Por Marcio Pchmann, na Folha de S. Paulo:
A economia brasileira mudou profundamente a partir do fim do ciclo de industrialização nacional (1930-1980), embora quase tudo se passe como se nada tivesse ocorrido. Atualmente, ela pode ser distinguida pela simultaneidade dos movimentos de sístole dos vasos comunicantes internos e de diástole dos novos enclaves comprometidos com o exterior. Enquanto a atrofia dos vasos sanguíneos gera mais necrose no tecido produtivo, a proliferação de enclaves no interior do sistema econômico possibilita anestesiar os sintomas da especialização regressiva.
Nesses termos, o país estaria abandonando o sentido da integração sistêmica no interior do seu aparelho produtivo de dimensão continental para fortalecer a nova condição de arquipélago decomposto por diversas ilhas quase que autonomamente integradas ao mar revolto da globalização.
Exemplo disso tende a ser a "ilha de prosperidade" representada pelo sistema bancário no país, que não fica atrás de nenhuma nação desenvolvida, pois opera com tecnologia de ponta e parece estar coetâneo com os desafios da competição mundial.
Interessante notar, contudo, que sua modernização não terminou por transcorrer simultânea e associada ao desenvolvimento da economia nacional. Pelo contrário: quando o Brasil passou pela grave crise da dívida externa (1981-83), os bancos introduziram o cartão de dimensão nacional capaz de capturar imediatamente os recursos de seus correntistas para ser convertido nos lucros fantásticos obtidos pelo avanço do regime de financeirização da riqueza patrocinado pelo endividamento do setor público.

* * *

▸ **EXERCÍCIOS A RESOLVER**
#1 Resuma em duas frases o texto sobre a economia brasileira.
#2 Reproduza o trecho do texto sobre a economia brasileira que começa em "Interessante notar, contudo, que" e vai até "do setor público.".

* * *

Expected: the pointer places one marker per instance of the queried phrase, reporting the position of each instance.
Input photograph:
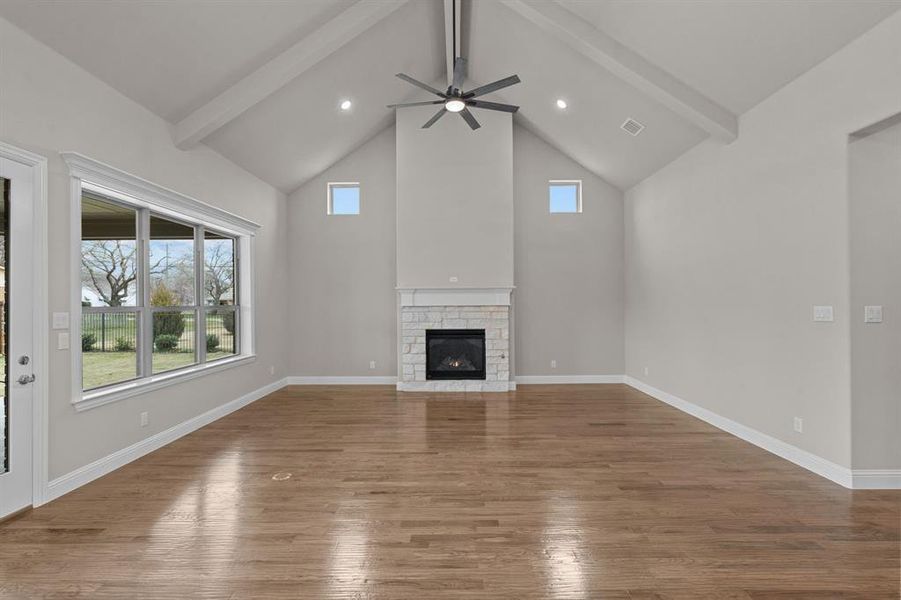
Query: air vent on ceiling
(632, 127)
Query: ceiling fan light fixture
(454, 105)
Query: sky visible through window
(345, 200)
(564, 197)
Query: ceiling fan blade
(459, 72)
(492, 105)
(437, 116)
(406, 104)
(420, 84)
(492, 87)
(470, 120)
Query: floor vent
(632, 127)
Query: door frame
(39, 407)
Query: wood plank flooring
(548, 492)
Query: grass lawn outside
(105, 368)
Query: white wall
(454, 201)
(875, 184)
(569, 268)
(568, 272)
(728, 248)
(342, 312)
(47, 104)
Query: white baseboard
(342, 380)
(563, 379)
(877, 479)
(79, 477)
(822, 467)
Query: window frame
(329, 200)
(119, 187)
(565, 183)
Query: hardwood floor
(549, 492)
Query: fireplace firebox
(455, 353)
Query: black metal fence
(103, 331)
(116, 331)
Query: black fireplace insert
(455, 353)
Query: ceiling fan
(456, 100)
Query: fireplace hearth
(455, 354)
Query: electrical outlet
(872, 314)
(823, 314)
(60, 320)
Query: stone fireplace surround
(455, 308)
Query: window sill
(97, 398)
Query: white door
(16, 318)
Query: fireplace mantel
(457, 296)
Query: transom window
(158, 294)
(565, 196)
(343, 198)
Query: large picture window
(159, 294)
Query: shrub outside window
(158, 294)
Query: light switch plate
(872, 314)
(60, 320)
(823, 314)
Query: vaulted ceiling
(261, 81)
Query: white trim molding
(88, 473)
(568, 379)
(822, 467)
(342, 380)
(455, 296)
(145, 197)
(137, 189)
(876, 479)
(40, 330)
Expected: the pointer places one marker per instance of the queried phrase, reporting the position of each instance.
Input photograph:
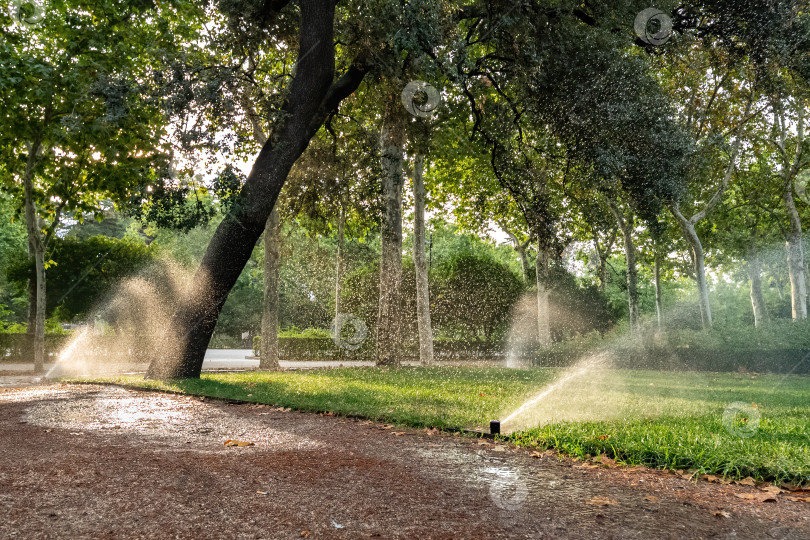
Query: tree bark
(269, 345)
(626, 227)
(659, 304)
(699, 262)
(757, 299)
(36, 247)
(420, 262)
(339, 262)
(392, 140)
(543, 302)
(312, 95)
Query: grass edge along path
(665, 420)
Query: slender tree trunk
(312, 95)
(339, 262)
(36, 248)
(659, 304)
(420, 262)
(795, 257)
(699, 262)
(269, 346)
(757, 299)
(626, 227)
(543, 302)
(392, 138)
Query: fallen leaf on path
(758, 497)
(232, 442)
(604, 460)
(602, 501)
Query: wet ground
(104, 462)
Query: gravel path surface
(104, 462)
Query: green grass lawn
(670, 420)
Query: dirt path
(103, 462)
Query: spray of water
(128, 326)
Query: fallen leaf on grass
(602, 501)
(231, 442)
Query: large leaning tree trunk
(268, 359)
(626, 227)
(36, 247)
(269, 344)
(420, 262)
(392, 141)
(312, 95)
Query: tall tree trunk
(269, 346)
(420, 262)
(339, 262)
(312, 95)
(543, 301)
(392, 140)
(36, 246)
(659, 304)
(795, 257)
(757, 299)
(699, 262)
(626, 227)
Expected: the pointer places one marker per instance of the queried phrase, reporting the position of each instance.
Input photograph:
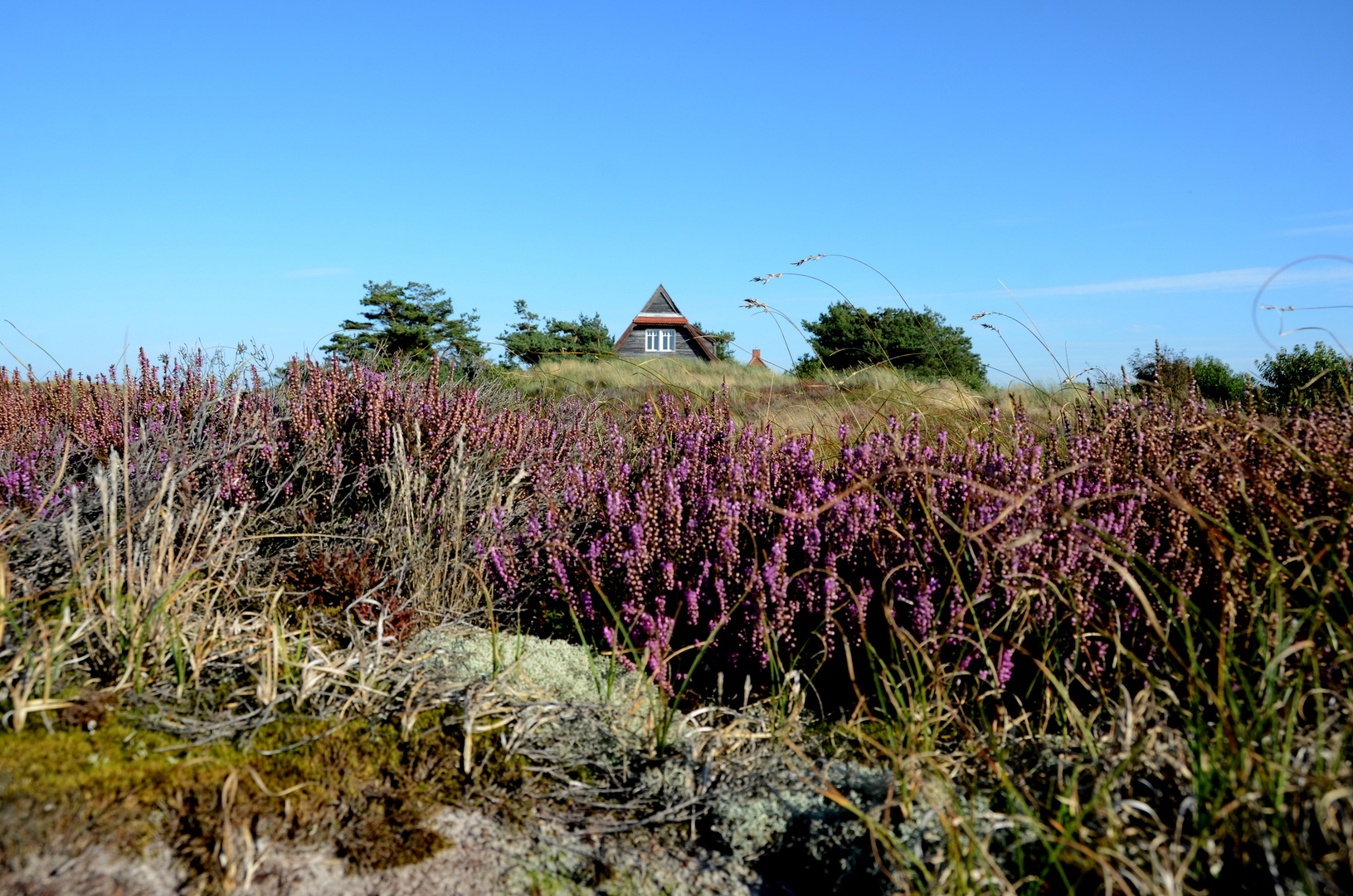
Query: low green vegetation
(411, 323)
(532, 340)
(915, 343)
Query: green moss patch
(364, 789)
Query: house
(662, 330)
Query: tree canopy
(529, 338)
(413, 323)
(915, 341)
(1306, 377)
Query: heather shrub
(917, 343)
(1059, 617)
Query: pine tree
(413, 323)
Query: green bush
(913, 341)
(529, 341)
(413, 323)
(720, 340)
(1217, 381)
(1302, 377)
(1175, 373)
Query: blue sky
(216, 173)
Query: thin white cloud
(319, 272)
(1213, 280)
(1302, 231)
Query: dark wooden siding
(686, 347)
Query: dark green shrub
(720, 340)
(1302, 377)
(1166, 367)
(1175, 373)
(917, 343)
(529, 341)
(1217, 381)
(413, 323)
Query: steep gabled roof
(660, 304)
(660, 310)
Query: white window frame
(659, 340)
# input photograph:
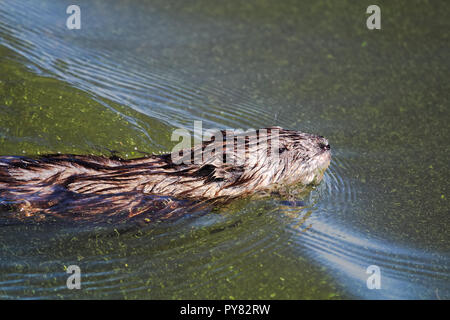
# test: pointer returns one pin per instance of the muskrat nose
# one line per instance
(324, 146)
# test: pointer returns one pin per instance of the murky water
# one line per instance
(139, 69)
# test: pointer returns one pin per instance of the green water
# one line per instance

* * *

▸ **RESPOSTAS EM ORDEM**
#1 A economia brasileira mudou profundamente desde o fim do ciclo de industrialização nacional (1930-1980), e o país estaria abandonando a integração sistêmica de seu aparelho produtivo para se tornar um arquipélago de ilhas integradas à globalização. Um exemplo é o sistema bancário, que opera com tecnologia de ponta, mas cuja modernização não ocorreu associada ao desenvolvimento da economia nacional.

#2
Interessante notar, contudo, que sua modernização não terminou por transcorrer simultânea e associada ao desenvolvimento da economia nacional. Pelo contrário: quando o Brasil passou pela grave crise da dívida externa (1981-83), os bancos introduziram o cartão de dimensão nacional capaz de capturar imediatamente os recursos de seus correntistas para ser convertido nos lucros fantásticos obtidos pelo avanço do regime de financeirização da riqueza patrocinado pelo endividamento do setor público.